▸ **EXERCISE DIRECTIONS**
Copy out the lockdown diary entry below, from "The new NHS" to "in The Guardian.", word for word.

▸ **SOURCE EXTRACT**
################

Struggled to drag myself out of bed this morning. It was another restless night’s sleep hampered by this totally unexplained knot of anxiety in my lower abdomen keeping me awake. After two hours of just lying there after Mrs Jones left for work I finally motivated myself to get out of bed and go for a run.
I needed something positive to do, my work has ground to a halt now the initial rush of Covid communications – leaflets, web updates, social media – seem to have dissipated.
Last week it felt like the country was on the road to returning to something close to normality. Today all I seem to see and read in the news media is more negativity.
No one seems to want to get back to work. The TUC has reared its ugly head to demand a totally impractical set of legal guarantees around health that would make it impossible for many businesses to take the risk of opening up.
Teaching unions are fighting tooth and nail to keep schools closed until September despite the fact that there’s no reported cases of children under 10 spreading the virus. It almost feels as if they regard education as having no value at all.
Even the good things that have been done such as the opening of the new Nightingale hospitals which thankfully have not been needed are now presented =as a waste of time and resources.
The new NHS tracing app which is being trialled today on the Isle of Wight is getting the most hysterical reaction from lefties on Twitter as if it’s some Dominic Cummings-inspired Conservative conspiracy to control us all forever. This has been fuelled by a totally irresponsible article in The Guardian.

################

▸ **DATASET EXTRACT**

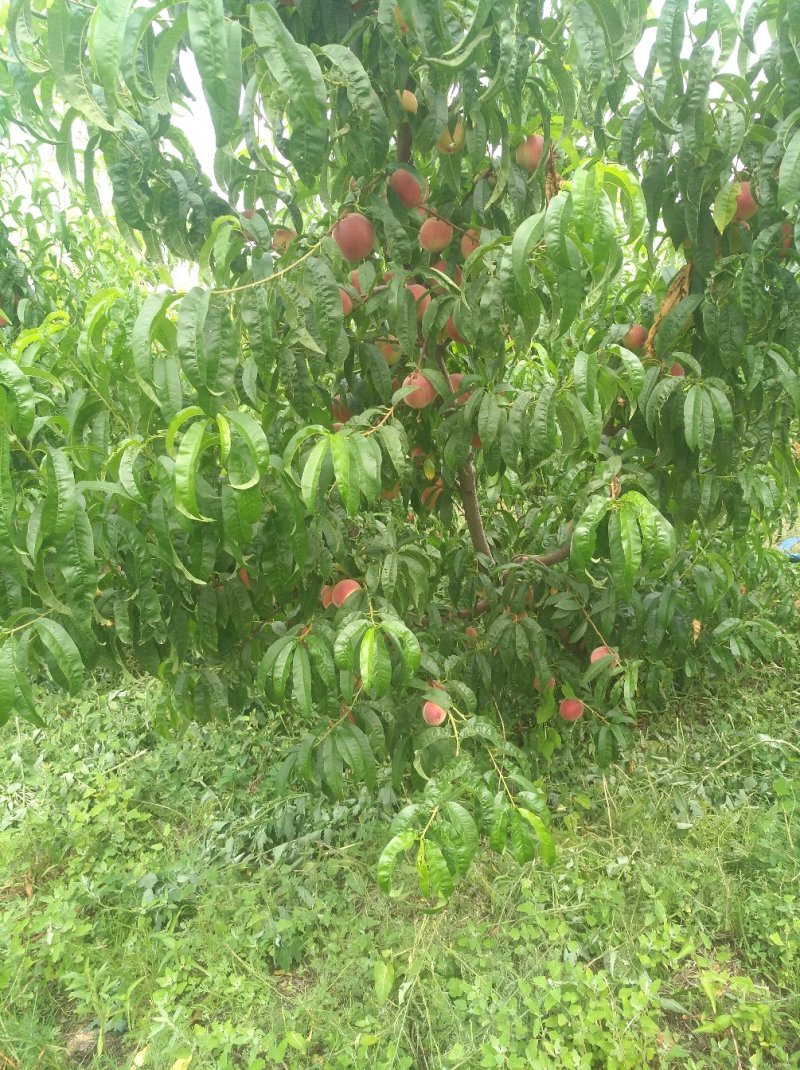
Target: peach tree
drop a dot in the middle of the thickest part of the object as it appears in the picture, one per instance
(477, 418)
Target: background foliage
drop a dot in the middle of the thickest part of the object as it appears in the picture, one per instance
(181, 472)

################

▸ **EXERCISE ANSWER**
The new NHS tracing app which is being trialled today on the Isle of Wight is getting the most hysterical reaction from lefties on Twitter as if it’s some Dominic Cummings-inspired Conservative conspiracy to control us all forever. This has been fuelled by a totally irresponsible article in The Guardian.